** BEGIN DATA LISTING **
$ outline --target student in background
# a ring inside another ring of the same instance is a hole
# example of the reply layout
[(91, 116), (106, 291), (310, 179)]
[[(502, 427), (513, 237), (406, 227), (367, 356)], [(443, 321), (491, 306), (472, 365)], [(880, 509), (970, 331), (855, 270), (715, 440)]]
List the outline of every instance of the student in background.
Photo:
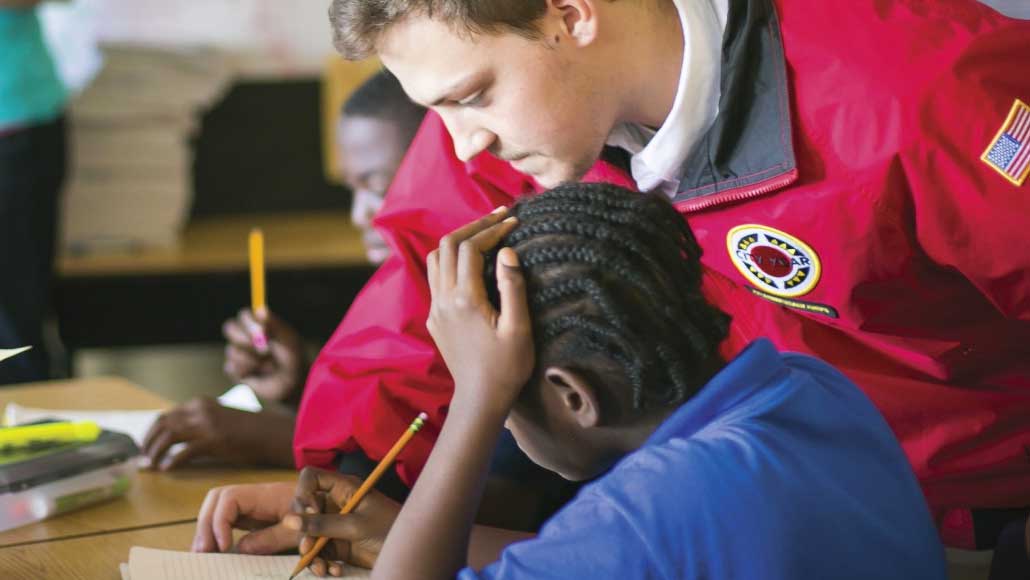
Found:
[[(240, 549), (281, 549), (288, 530), (336, 537), (316, 574), (347, 560), (391, 580), (945, 578), (915, 475), (871, 402), (764, 339), (724, 362), (728, 317), (701, 294), (699, 258), (666, 199), (604, 184), (453, 232), (427, 259), (427, 323), (455, 393), (400, 514), (373, 493), (336, 515), (359, 482), (307, 469), (295, 513)], [(472, 521), (504, 427), (539, 465), (593, 481), (497, 559), (500, 532)], [(282, 517), (275, 489), (212, 491), (195, 549), (228, 549), (227, 515)]]
[(0, 0), (0, 348), (33, 345), (0, 384), (44, 380), (67, 98), (43, 41), (38, 0)]
[[(386, 189), (415, 136), (425, 109), (412, 103), (388, 72), (379, 72), (344, 103), (337, 124), (339, 167), (353, 192), (351, 218), (363, 230), (369, 261), (382, 263), (389, 252), (372, 219), (382, 206)], [(253, 346), (255, 329), (264, 327), (268, 351)], [(222, 326), (226, 374), (248, 384), (259, 397), (296, 409), (309, 362), (304, 343), (286, 321), (267, 312), (259, 319), (249, 309)], [(293, 467), (290, 444), (295, 415), (282, 409), (248, 413), (197, 398), (158, 419), (143, 452), (159, 469), (173, 469), (195, 457), (214, 457), (241, 465)], [(185, 447), (174, 455), (176, 443)]]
** END DATA LISTING **
CHALLENGE:
Express all of the data above as a Markdown table with the columns Row and Line, giving each line its own numbered row and omitting blank lines. Leave the pictures out of the answer.

EXPECTED ANSWER:
| Row | Line |
|---|---|
| 1 | $ outline --target student in background |
| 2 | # a ring inside another ring of the same instance is a hole |
| 3 | # example of the reply layout |
| 4 | [(91, 116), (106, 291), (310, 179)] |
| 5 | [[(502, 427), (513, 237), (406, 227), (367, 356)], [(443, 321), (491, 306), (472, 365)], [(880, 509), (970, 331), (855, 270), (715, 440)]] |
| 6 | List the outline of every instance of the student in background. |
| 7 | Photo: |
| 8 | Found: |
| 9 | [[(240, 549), (281, 549), (288, 530), (336, 537), (316, 574), (347, 560), (391, 580), (945, 578), (915, 475), (871, 402), (764, 339), (724, 362), (728, 317), (701, 294), (699, 258), (666, 199), (604, 184), (453, 232), (427, 259), (427, 323), (455, 393), (400, 514), (373, 493), (336, 515), (359, 482), (307, 469), (295, 513)], [(472, 521), (504, 427), (539, 465), (593, 481), (497, 559), (500, 532)], [(282, 517), (275, 489), (212, 491), (195, 549), (228, 549), (227, 515)]] |
| 10 | [(0, 0), (0, 348), (33, 345), (0, 384), (44, 380), (67, 98), (43, 41), (38, 0)] |
| 11 | [[(386, 189), (415, 136), (425, 109), (412, 103), (388, 72), (379, 72), (344, 103), (337, 124), (339, 167), (353, 192), (351, 218), (363, 230), (369, 261), (382, 263), (389, 252), (372, 219), (382, 206)], [(253, 346), (255, 329), (264, 327), (268, 351)], [(222, 326), (226, 374), (248, 384), (259, 397), (296, 409), (309, 362), (304, 343), (286, 321), (267, 312), (259, 319), (249, 309)], [(293, 467), (290, 444), (295, 415), (282, 409), (248, 413), (197, 398), (158, 419), (143, 452), (159, 469), (173, 469), (195, 457), (214, 457), (241, 465)], [(185, 447), (174, 455), (176, 443)]] |